Saved entries
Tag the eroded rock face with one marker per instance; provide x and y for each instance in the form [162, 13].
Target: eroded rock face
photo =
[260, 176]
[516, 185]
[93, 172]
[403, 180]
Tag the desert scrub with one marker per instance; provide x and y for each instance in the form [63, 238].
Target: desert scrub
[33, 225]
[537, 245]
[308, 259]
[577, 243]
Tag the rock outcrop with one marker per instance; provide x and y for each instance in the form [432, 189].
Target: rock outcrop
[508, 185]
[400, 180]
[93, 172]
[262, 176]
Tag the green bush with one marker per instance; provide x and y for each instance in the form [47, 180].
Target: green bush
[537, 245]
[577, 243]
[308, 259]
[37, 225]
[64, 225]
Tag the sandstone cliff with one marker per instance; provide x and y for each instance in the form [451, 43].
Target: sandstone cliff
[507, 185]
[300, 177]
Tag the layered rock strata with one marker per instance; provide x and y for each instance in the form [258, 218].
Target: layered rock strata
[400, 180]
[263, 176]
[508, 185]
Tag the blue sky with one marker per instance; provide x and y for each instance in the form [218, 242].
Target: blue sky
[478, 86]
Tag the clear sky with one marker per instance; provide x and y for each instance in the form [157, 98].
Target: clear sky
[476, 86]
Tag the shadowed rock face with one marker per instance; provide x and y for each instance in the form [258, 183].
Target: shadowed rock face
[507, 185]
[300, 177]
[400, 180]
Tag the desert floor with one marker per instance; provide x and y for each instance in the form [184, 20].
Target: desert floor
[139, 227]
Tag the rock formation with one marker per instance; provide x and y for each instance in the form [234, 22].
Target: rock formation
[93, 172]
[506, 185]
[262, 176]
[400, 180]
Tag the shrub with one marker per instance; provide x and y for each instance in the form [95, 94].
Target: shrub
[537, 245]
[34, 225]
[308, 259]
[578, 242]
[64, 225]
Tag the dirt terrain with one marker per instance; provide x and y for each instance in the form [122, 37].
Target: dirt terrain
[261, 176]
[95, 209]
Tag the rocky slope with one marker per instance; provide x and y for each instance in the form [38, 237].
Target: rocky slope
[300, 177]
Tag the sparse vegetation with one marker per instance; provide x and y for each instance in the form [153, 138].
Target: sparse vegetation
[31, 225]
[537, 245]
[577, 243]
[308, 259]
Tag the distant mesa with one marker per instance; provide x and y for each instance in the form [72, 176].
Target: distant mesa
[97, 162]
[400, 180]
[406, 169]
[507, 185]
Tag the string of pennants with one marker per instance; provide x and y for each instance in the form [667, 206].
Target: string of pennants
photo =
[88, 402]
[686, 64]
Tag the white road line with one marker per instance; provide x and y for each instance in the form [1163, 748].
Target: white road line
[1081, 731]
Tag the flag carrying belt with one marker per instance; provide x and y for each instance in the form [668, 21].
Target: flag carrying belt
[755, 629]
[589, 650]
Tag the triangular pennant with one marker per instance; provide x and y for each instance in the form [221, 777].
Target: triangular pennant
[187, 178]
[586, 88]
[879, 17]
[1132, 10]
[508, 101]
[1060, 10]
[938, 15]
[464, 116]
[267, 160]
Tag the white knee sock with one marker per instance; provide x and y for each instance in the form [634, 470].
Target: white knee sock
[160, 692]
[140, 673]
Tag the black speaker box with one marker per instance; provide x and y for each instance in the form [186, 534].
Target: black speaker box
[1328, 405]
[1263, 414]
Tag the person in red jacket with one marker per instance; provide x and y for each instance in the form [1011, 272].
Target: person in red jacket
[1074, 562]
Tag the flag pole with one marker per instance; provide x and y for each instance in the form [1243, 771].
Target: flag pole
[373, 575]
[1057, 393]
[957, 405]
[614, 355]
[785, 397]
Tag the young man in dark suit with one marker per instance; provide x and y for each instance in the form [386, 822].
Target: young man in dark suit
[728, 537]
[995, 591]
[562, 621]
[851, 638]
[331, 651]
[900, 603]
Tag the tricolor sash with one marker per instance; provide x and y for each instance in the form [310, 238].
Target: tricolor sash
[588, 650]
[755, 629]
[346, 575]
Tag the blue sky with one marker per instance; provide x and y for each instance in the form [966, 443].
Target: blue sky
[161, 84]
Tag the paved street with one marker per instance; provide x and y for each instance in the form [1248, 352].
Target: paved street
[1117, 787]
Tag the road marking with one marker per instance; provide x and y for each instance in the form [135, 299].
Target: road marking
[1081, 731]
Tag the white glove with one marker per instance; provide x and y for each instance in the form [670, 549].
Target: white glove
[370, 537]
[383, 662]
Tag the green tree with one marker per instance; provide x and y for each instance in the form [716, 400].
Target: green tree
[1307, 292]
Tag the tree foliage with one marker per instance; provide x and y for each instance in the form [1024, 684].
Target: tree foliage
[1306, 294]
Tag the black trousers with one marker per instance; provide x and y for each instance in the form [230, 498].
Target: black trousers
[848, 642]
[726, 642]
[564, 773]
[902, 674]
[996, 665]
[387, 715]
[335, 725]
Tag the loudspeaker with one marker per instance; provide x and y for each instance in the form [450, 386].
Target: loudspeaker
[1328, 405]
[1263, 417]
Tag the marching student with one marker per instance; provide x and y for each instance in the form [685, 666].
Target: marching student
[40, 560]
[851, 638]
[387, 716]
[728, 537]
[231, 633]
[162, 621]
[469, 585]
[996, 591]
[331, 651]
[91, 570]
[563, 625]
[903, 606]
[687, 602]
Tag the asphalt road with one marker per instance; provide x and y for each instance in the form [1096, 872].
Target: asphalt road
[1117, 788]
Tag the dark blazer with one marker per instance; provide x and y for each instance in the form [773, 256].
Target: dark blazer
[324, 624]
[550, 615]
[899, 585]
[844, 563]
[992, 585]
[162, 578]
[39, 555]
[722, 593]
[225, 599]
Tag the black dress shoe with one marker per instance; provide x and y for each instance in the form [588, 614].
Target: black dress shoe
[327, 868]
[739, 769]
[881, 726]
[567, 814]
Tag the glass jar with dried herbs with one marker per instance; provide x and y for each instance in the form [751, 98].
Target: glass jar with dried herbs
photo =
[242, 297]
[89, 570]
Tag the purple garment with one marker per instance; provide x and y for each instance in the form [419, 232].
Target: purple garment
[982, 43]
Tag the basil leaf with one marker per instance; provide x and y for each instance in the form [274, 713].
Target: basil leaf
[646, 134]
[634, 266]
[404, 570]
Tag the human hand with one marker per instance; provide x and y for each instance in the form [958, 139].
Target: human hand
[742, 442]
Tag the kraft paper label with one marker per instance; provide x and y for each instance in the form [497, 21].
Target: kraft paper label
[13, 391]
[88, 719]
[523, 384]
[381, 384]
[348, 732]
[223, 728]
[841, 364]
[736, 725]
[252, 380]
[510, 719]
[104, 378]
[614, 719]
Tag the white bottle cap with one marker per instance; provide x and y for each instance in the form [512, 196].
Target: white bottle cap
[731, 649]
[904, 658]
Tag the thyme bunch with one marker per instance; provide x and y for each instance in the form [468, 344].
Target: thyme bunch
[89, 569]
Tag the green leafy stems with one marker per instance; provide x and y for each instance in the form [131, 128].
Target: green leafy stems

_WHAT YOU ARE ASKED TO DO_: Show me every line in the data above that includes "pennants".

_FINISHED TASK_:
Tag the string of pennants with one marker per instance; provide x and y for each instance in the form [667, 206].
Target: string of pennants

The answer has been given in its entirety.